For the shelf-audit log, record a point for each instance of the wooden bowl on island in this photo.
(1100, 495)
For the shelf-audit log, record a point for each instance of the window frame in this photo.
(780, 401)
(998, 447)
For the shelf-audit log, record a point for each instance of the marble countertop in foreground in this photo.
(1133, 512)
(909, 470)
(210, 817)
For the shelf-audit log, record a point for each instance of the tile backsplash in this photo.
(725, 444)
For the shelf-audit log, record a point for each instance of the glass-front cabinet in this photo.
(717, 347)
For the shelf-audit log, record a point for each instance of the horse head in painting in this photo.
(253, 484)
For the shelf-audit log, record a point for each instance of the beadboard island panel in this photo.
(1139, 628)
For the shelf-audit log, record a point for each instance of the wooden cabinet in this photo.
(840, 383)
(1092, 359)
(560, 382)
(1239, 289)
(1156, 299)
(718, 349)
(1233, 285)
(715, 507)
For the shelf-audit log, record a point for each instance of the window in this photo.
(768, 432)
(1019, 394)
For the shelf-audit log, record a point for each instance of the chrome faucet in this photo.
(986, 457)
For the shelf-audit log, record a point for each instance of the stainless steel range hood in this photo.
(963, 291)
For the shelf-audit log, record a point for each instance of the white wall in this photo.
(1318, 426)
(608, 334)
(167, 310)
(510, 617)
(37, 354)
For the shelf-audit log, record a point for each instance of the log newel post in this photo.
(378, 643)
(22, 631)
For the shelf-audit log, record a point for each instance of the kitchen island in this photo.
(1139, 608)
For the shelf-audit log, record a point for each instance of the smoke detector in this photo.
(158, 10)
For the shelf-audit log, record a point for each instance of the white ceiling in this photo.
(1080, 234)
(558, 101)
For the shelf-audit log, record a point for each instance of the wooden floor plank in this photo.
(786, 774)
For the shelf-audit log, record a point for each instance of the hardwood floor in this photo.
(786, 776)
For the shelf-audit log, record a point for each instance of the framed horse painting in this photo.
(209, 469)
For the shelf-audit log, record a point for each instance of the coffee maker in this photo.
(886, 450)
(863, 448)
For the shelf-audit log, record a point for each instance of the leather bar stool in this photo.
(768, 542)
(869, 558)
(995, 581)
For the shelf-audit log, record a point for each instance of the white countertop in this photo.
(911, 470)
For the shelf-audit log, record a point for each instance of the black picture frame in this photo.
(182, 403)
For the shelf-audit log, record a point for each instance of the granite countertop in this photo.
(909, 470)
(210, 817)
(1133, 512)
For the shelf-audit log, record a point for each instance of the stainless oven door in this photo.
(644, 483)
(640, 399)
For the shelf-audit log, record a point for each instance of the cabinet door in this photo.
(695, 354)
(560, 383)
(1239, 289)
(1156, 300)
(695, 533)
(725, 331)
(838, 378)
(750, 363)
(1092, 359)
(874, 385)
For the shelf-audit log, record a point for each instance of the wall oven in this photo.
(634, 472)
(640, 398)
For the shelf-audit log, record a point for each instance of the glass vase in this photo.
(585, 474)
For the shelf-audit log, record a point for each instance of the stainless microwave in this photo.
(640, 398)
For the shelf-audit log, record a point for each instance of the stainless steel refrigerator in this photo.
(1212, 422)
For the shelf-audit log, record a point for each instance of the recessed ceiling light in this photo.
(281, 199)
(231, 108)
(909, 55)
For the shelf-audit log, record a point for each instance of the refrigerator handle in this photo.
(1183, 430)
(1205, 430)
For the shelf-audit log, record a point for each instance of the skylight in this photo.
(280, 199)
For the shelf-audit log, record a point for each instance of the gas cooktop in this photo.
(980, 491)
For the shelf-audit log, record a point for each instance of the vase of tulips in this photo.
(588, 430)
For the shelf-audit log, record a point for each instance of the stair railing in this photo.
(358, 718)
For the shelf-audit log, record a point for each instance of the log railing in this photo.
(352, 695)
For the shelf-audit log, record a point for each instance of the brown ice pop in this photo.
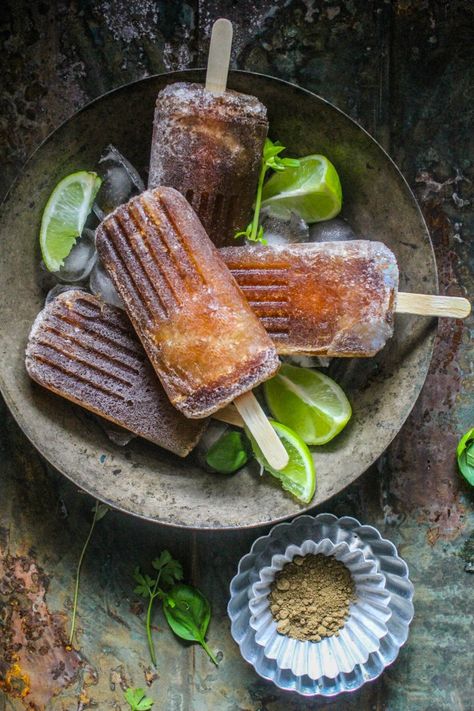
(209, 147)
(88, 352)
(201, 336)
(328, 299)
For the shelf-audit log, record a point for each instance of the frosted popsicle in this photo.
(328, 298)
(201, 336)
(87, 352)
(209, 147)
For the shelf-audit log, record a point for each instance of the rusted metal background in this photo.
(404, 71)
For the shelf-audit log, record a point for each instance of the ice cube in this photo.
(308, 361)
(47, 280)
(337, 230)
(213, 431)
(60, 289)
(101, 285)
(278, 231)
(121, 181)
(80, 260)
(116, 434)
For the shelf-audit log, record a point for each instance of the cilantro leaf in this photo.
(138, 700)
(270, 161)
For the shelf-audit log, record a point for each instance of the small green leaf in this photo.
(270, 161)
(465, 456)
(190, 615)
(162, 560)
(228, 454)
(172, 572)
(137, 700)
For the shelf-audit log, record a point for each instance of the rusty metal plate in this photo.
(142, 479)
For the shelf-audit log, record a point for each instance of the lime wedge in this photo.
(312, 190)
(309, 402)
(299, 475)
(65, 215)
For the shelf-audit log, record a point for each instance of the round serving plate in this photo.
(140, 478)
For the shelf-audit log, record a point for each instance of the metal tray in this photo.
(142, 479)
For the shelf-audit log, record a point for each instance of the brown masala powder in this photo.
(310, 597)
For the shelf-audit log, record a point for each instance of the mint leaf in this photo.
(465, 456)
(137, 700)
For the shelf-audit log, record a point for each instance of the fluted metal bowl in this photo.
(377, 625)
(142, 479)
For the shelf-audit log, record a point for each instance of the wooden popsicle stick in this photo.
(219, 56)
(247, 405)
(432, 305)
(260, 427)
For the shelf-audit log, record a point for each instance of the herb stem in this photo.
(153, 593)
(258, 201)
(78, 573)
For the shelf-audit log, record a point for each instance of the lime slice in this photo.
(313, 190)
(309, 402)
(299, 475)
(65, 215)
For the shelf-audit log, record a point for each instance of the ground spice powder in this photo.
(310, 597)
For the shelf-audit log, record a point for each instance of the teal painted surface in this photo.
(404, 70)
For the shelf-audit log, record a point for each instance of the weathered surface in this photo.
(404, 70)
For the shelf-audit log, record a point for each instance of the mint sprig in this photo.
(270, 161)
(465, 456)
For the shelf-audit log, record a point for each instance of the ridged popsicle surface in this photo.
(209, 148)
(203, 340)
(328, 298)
(87, 352)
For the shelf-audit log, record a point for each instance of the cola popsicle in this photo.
(209, 147)
(329, 298)
(201, 336)
(87, 352)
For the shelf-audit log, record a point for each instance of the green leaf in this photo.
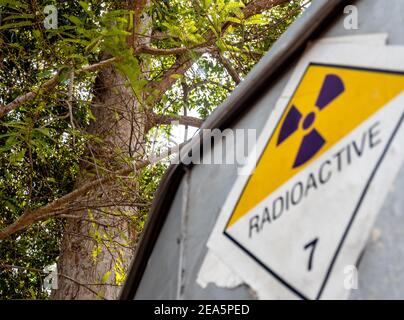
(105, 277)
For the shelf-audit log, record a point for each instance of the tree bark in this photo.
(97, 247)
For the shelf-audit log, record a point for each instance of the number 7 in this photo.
(311, 244)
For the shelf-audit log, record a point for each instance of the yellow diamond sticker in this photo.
(329, 103)
(315, 174)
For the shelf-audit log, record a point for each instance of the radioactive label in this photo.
(294, 212)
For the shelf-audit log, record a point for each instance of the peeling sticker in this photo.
(326, 157)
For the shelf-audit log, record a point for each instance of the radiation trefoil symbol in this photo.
(313, 141)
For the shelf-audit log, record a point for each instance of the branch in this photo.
(232, 72)
(60, 206)
(8, 266)
(168, 119)
(48, 86)
(258, 6)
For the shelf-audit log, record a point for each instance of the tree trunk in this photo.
(96, 247)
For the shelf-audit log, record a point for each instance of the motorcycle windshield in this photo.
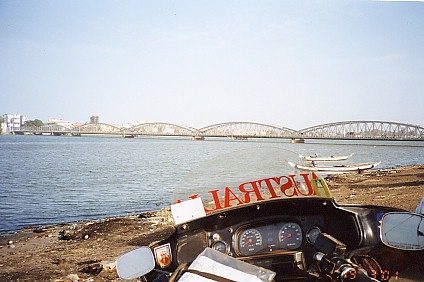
(249, 176)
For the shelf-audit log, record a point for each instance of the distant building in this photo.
(60, 122)
(94, 119)
(12, 122)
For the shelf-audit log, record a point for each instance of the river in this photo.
(47, 180)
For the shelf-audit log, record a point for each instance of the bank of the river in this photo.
(63, 253)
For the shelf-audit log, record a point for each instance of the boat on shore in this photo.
(337, 168)
(317, 158)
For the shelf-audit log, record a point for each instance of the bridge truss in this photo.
(246, 129)
(375, 130)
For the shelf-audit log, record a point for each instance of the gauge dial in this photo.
(290, 236)
(250, 242)
(312, 234)
(220, 246)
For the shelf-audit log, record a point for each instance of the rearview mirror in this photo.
(403, 231)
(135, 263)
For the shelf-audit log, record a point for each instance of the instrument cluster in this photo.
(267, 238)
(249, 240)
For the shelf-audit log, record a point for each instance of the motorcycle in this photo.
(249, 216)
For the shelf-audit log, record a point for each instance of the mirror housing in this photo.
(403, 230)
(135, 263)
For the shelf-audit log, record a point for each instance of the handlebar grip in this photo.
(356, 275)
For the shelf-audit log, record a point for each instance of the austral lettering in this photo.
(286, 186)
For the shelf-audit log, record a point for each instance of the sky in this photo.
(286, 63)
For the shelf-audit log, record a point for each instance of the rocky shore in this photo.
(87, 251)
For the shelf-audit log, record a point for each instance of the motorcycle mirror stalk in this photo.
(403, 230)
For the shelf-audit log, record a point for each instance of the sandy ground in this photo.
(87, 251)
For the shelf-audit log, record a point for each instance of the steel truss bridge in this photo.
(349, 130)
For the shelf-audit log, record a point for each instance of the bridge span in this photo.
(348, 130)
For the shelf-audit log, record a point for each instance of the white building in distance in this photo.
(11, 122)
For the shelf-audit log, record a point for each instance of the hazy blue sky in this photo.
(190, 62)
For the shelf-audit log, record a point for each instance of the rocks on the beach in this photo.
(108, 265)
(72, 277)
(95, 268)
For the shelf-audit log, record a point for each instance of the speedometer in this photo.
(290, 236)
(250, 242)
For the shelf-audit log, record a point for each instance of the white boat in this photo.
(337, 168)
(317, 158)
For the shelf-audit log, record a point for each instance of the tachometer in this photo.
(290, 236)
(250, 242)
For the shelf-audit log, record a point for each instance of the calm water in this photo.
(48, 180)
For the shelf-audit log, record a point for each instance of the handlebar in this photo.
(335, 268)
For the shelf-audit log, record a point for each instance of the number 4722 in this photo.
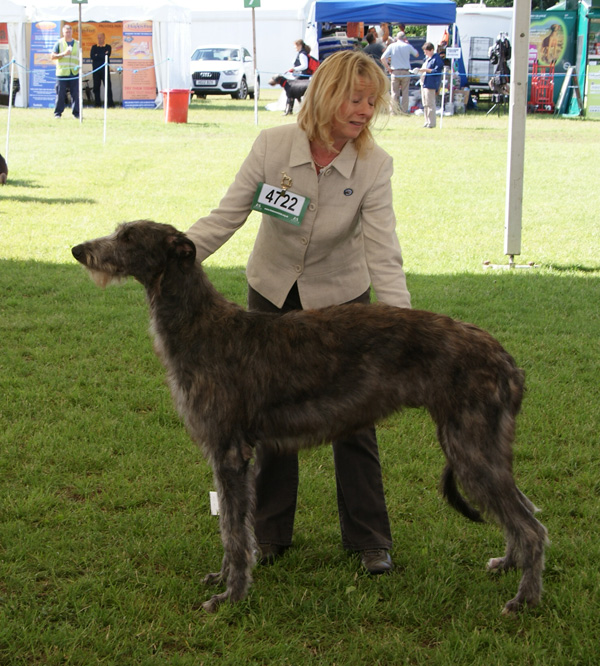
(281, 199)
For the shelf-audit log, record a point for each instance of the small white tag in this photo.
(280, 203)
(214, 503)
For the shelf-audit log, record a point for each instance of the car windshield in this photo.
(223, 54)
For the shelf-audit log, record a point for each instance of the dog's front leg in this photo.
(235, 487)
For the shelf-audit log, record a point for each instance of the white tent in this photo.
(15, 17)
(171, 29)
(279, 23)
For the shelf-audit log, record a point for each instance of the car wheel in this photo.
(242, 93)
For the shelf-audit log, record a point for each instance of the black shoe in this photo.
(377, 561)
(269, 552)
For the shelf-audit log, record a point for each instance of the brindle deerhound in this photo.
(245, 379)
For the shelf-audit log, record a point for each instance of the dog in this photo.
(295, 89)
(244, 379)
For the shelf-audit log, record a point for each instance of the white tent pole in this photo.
(255, 69)
(516, 134)
(168, 91)
(12, 81)
(106, 75)
(80, 78)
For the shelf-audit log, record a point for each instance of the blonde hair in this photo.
(334, 82)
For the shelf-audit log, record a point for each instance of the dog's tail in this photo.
(455, 499)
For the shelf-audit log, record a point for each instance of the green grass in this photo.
(105, 532)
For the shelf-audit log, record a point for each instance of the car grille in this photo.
(205, 78)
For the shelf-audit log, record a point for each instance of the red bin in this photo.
+++
Your task: Write the lines from the line containing "beach in this photo." through the last line of the data out again exactly, and only those lines; pictures stay out.

Result of this exercise:
For the shelf-audit log, record a point for each instance of the rocks on the beach in this photo.
(108, 265)
(72, 277)
(95, 268)
For the shelf-audit log, record a point for each instance of the speedometer in this photo.
(290, 236)
(250, 242)
For the shelf-audit log, record a point for each instance of the white boat in this photo.
(337, 168)
(317, 158)
For the shelf-audit log, record a point for each instance of the tachometer in this photo.
(290, 236)
(250, 242)
For the shelf-audit log, record a point for each instance of the calm water in this photo.
(48, 180)
For the shelf-audit log, record a point for each instance of the handlebar in this photo.
(335, 268)
For the shelf-audit log, record a point for each instance of the number 4722 in this photo.
(281, 199)
For the shelf-audit log, record a point for each instance of the small white tag in this photo.
(280, 203)
(214, 503)
For the shelf-audit log, record a point for each instance of the car windshield in this photo.
(223, 54)
For the shelf-audit log, record a point for each instance of the dog's front leg in this photo.
(235, 487)
For the shelf-audit log, record a point for each instance of the white tent in this photo.
(15, 17)
(171, 29)
(279, 23)
For the shelf-audit log, record a point for each instance of the car wheel in this photo.
(242, 93)
For the shelf-audit log, record a point for each instance of the black shoe in this photo.
(377, 561)
(269, 552)
For the shelf-audit log, record a point for each instance of the brindle deerhound in this photo.
(245, 379)
For the shelf-audit log, record a point for each instance of the dog in this photo.
(295, 89)
(244, 379)
For the shelf-audit log, record a point for each instance of the white tent pole in this photo.
(255, 69)
(516, 134)
(168, 91)
(12, 81)
(106, 75)
(80, 78)
For the shelf-audit log, record a point for each instance of the blonde hair in this photo.
(334, 82)
For the shelf-audit log, record a point for each instance of the dog's tail in this photo.
(455, 499)
For the shelf-audit log, record a point for each instance of the green grass in this photo.
(105, 532)
For the shelf-audit log, record a point for each instance of the car grille in this photo.
(205, 78)
For the shelf-audit log, record a point for each instance of the red bin in this photo.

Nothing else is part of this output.